* start TEXT SEGMENT *
Leaving Casper, we headed towards the Tetons and our appointment with George, the Bluebird’s Previous owner. We wanted to tell him how much we were enjoying the bus…that it was proving reliable and comfortable. Let him know his generosity is in no small part responsible for the ongoing adventure we are having!
Unfortunately, on the way to the Tetons, a valve broke and the bus proceeded to pump 100 gallons of (all of!) our fresh water onto the highway while we drove blissfully and ignorantly along. Liz discovered this when she attempted to flush the toilet.
I did not want George to feel bad about saddling us with a lemon; after all, part of the fun is dealing with things like this! I should not have worried…as George immediately understood: It was not Black or Grey Water (eeewwww!), it was not oil or transmission or radiator fluid, so it was really not a “problem” per se. Just another day in the life… HE, of all people, understands what happens when you take a whole house (especially a vintage one!) and bounce it down the road…What could possibly go wrong with that?
Anyway, the valve turned out to be easy to replace…we ordered one from Amazon and it was delivered to our next stop. Repair took about 30 minutes. In the meantime, the campground in Jackson, Wy had a very nice shower/bath facility…and the cheapest laundry we have run into yet on our travels. (Except, of course, when friends let us use their machines while we visit).
Once we left Casper and the crowds, the Internet worked again. Or maybe the mystical power of the eclipse faded away allowing modern conveyances to again function. Either way, this allowed us to consider our next few weeks. We had intended to visit friends in Vancouver and Vancouver Island, and generally figured we’d just head in that direction and see what happened. Instead, we met Peter Haggins at the Casper Rally. Peter has a Bluebird, and he lives on Vancouver Island!
* end TEXT SEGMENT *
* start MATERIAL *
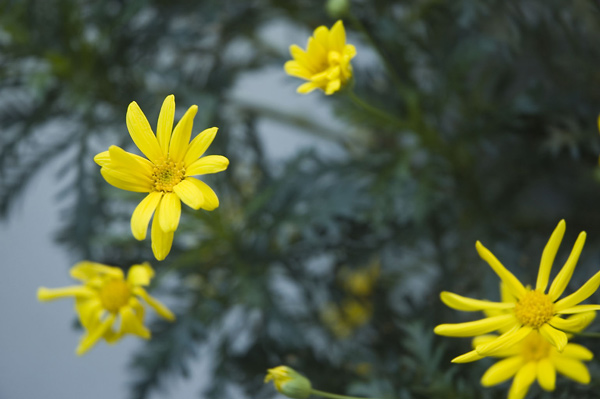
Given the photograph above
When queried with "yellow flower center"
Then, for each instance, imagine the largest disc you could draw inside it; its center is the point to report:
(167, 174)
(534, 309)
(114, 294)
(534, 347)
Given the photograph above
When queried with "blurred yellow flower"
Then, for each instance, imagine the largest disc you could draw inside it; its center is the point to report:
(535, 359)
(166, 174)
(529, 310)
(326, 61)
(289, 382)
(105, 296)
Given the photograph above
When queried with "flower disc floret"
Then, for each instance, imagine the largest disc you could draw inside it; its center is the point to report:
(534, 309)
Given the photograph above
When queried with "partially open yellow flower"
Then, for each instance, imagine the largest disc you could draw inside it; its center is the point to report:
(106, 296)
(326, 61)
(289, 382)
(167, 173)
(530, 309)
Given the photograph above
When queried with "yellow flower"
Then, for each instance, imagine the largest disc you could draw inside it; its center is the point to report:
(530, 309)
(166, 174)
(105, 296)
(534, 358)
(326, 61)
(289, 382)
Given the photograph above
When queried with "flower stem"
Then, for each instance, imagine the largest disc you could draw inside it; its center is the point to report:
(333, 395)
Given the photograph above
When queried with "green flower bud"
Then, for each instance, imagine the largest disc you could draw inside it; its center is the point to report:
(289, 382)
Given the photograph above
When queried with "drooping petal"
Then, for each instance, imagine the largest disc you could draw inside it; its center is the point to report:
(189, 193)
(502, 371)
(92, 337)
(199, 145)
(126, 182)
(49, 294)
(580, 295)
(459, 302)
(512, 283)
(140, 274)
(211, 201)
(130, 324)
(578, 352)
(548, 256)
(161, 240)
(170, 212)
(546, 374)
(523, 380)
(505, 341)
(181, 135)
(142, 214)
(165, 123)
(562, 278)
(207, 165)
(141, 132)
(555, 337)
(477, 327)
(161, 309)
(573, 369)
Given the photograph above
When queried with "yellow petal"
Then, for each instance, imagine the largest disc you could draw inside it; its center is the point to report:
(181, 135)
(189, 193)
(555, 337)
(523, 380)
(131, 324)
(49, 294)
(125, 181)
(578, 352)
(459, 302)
(92, 337)
(477, 327)
(165, 123)
(161, 240)
(207, 165)
(512, 283)
(502, 371)
(140, 274)
(86, 270)
(505, 341)
(141, 133)
(572, 369)
(142, 214)
(211, 201)
(170, 212)
(161, 309)
(199, 145)
(562, 278)
(546, 374)
(580, 295)
(548, 256)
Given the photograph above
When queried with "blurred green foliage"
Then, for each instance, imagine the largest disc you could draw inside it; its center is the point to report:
(496, 140)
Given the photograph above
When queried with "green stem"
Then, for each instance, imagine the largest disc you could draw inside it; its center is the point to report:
(333, 395)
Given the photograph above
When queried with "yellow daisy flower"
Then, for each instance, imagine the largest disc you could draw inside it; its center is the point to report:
(326, 61)
(166, 174)
(535, 359)
(531, 309)
(105, 296)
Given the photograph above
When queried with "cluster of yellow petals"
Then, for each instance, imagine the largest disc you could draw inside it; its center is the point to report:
(106, 296)
(326, 61)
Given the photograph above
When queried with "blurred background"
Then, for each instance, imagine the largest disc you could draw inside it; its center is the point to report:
(337, 228)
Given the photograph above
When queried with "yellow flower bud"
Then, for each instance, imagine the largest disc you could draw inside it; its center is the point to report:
(288, 382)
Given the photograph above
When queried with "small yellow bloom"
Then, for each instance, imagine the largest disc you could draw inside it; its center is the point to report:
(167, 173)
(326, 61)
(529, 310)
(105, 296)
(535, 359)
(289, 382)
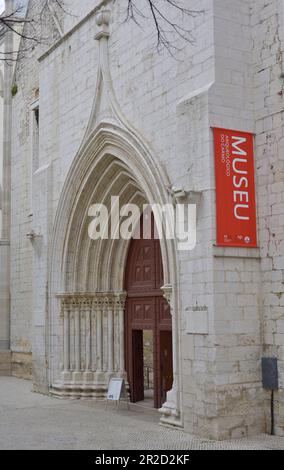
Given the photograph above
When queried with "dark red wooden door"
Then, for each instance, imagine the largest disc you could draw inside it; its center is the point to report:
(146, 309)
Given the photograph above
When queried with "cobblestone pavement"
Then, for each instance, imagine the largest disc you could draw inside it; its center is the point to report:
(33, 421)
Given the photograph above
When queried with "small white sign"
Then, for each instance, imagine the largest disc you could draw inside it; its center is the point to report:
(116, 389)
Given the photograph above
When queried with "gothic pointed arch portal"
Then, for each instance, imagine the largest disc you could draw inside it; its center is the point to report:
(86, 283)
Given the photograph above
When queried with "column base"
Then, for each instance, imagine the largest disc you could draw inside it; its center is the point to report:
(5, 363)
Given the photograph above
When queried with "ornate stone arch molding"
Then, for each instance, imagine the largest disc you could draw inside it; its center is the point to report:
(86, 297)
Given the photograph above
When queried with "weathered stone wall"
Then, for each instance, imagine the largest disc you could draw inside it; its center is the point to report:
(268, 41)
(26, 82)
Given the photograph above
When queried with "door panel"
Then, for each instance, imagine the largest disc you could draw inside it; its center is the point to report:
(146, 309)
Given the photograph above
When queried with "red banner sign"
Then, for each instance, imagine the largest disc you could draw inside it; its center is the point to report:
(235, 189)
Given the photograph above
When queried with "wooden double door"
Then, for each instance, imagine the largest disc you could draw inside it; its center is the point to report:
(146, 309)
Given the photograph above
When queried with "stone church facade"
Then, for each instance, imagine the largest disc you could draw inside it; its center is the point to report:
(99, 112)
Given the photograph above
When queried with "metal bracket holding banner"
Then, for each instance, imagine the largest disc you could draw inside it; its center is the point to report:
(117, 391)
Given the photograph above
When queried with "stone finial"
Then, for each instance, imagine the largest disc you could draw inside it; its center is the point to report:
(103, 21)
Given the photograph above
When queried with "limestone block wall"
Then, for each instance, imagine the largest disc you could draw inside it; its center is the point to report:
(268, 40)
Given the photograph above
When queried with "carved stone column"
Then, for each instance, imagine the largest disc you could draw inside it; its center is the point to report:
(171, 410)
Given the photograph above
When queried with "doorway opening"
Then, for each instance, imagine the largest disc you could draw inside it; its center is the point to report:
(148, 332)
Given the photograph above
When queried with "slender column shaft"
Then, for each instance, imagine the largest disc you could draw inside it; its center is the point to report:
(88, 340)
(77, 341)
(110, 340)
(66, 347)
(121, 341)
* end MATERIAL *
## OBJECTIVES
1) According to the travel post about the Bluebird bus, how long did the valve repair take?
2) Reproduce the Bluebird bus post starting at "I did not want" and ending at "wrong with that?", switching "lemon" to "dud".

## SOLUTIONS
1) About 30 minutes.

2)
I did not want George to feel bad about saddling us with a dud; after all, part of the fun is dealing with things like this! I should not have worried…as George immediately understood: It was not Black or Grey Water (eeewwww!), it was not oil or transmission or radiator fluid, so it was really not a “problem” per se. Just another day in the life… HE, of all people, understands what happens when you take a whole house (especially a vintage one!) and bounce it down the road…What could possibly go wrong with that?